* _What is being asked_: Lines containing the word "grass" are to be copied from the data below.
══ Information supplied
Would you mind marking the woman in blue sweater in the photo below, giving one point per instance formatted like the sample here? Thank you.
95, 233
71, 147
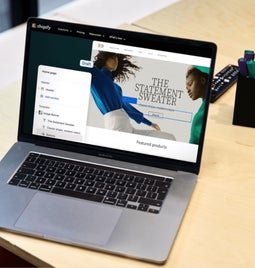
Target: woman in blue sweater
110, 67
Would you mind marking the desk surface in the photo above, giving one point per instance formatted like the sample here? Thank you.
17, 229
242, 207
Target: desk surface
218, 227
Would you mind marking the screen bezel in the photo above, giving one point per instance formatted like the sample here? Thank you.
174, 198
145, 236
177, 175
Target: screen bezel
145, 40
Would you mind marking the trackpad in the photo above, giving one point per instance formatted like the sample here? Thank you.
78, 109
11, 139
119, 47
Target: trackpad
69, 220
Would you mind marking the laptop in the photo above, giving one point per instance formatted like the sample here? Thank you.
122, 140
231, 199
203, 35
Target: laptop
106, 157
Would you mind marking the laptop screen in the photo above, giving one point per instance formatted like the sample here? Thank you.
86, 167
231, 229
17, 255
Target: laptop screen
116, 90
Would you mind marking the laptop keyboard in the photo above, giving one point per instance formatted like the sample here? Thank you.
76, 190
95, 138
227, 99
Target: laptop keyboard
96, 183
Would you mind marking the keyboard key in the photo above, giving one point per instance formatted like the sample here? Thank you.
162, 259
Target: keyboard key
86, 196
78, 179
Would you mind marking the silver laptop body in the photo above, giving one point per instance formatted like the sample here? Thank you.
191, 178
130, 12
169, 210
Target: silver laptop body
62, 115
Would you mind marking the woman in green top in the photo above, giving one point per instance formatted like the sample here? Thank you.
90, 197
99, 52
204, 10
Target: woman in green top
196, 82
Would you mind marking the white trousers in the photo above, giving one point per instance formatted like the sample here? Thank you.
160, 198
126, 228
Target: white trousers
119, 120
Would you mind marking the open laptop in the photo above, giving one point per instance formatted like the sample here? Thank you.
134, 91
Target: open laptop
104, 157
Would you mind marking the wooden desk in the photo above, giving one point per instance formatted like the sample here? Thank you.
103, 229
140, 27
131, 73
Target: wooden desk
218, 227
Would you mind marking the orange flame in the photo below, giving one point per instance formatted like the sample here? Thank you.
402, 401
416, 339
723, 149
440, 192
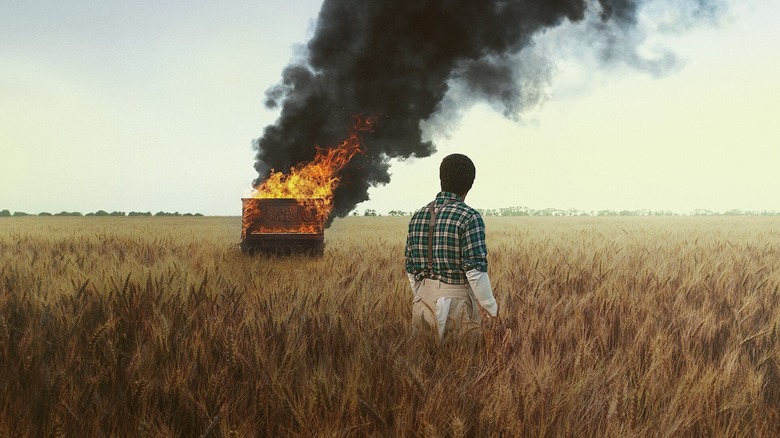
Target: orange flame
316, 179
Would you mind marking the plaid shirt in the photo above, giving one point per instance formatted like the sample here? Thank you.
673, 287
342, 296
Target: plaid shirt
458, 241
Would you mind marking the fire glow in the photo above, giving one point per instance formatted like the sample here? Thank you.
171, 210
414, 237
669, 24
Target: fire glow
311, 184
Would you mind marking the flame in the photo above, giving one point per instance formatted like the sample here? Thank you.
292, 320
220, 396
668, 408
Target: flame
312, 181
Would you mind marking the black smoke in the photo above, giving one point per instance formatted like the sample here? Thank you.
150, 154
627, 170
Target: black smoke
397, 60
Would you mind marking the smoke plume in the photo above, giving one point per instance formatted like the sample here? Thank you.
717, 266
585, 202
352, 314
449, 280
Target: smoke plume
398, 60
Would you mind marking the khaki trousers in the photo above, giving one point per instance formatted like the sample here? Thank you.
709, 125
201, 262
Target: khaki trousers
447, 309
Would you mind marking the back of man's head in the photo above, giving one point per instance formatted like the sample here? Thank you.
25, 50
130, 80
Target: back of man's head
456, 174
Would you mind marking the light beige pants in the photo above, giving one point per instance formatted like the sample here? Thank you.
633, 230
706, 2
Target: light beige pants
446, 309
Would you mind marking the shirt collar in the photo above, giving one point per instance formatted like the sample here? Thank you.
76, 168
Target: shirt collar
447, 195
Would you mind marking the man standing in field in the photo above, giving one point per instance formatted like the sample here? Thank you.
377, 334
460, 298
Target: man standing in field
446, 257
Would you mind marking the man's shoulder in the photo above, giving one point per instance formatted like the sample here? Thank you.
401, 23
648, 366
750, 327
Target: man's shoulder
467, 211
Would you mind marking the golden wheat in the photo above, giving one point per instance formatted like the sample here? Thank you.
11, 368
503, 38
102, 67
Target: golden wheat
607, 327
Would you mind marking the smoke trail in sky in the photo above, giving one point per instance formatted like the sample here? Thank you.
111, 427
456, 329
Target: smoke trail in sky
398, 60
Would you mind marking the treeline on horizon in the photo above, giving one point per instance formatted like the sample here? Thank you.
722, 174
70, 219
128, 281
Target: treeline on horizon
525, 211
7, 213
499, 212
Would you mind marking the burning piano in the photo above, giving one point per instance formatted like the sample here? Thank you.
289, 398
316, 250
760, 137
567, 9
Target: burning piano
287, 212
283, 226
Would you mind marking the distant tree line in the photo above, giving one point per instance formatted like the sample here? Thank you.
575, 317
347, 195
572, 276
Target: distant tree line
7, 213
525, 211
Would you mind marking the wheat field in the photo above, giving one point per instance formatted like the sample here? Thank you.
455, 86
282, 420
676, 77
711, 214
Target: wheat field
607, 327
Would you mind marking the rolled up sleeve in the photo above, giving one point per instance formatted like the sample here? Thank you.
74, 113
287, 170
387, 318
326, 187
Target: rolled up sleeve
473, 247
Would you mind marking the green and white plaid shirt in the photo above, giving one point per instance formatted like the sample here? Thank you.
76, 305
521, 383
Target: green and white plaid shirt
458, 241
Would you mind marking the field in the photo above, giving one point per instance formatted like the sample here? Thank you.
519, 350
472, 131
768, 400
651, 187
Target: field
607, 327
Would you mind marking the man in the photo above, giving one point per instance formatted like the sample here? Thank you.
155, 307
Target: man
446, 257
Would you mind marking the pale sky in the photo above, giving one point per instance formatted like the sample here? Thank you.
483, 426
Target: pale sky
149, 106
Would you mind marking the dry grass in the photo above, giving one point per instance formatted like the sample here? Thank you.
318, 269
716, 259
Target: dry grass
════
* _Reply_:
Would you mind marking the dry grass in the photo above, giving one point per instance formatted like the sample here? Thank you.
Target: dry grass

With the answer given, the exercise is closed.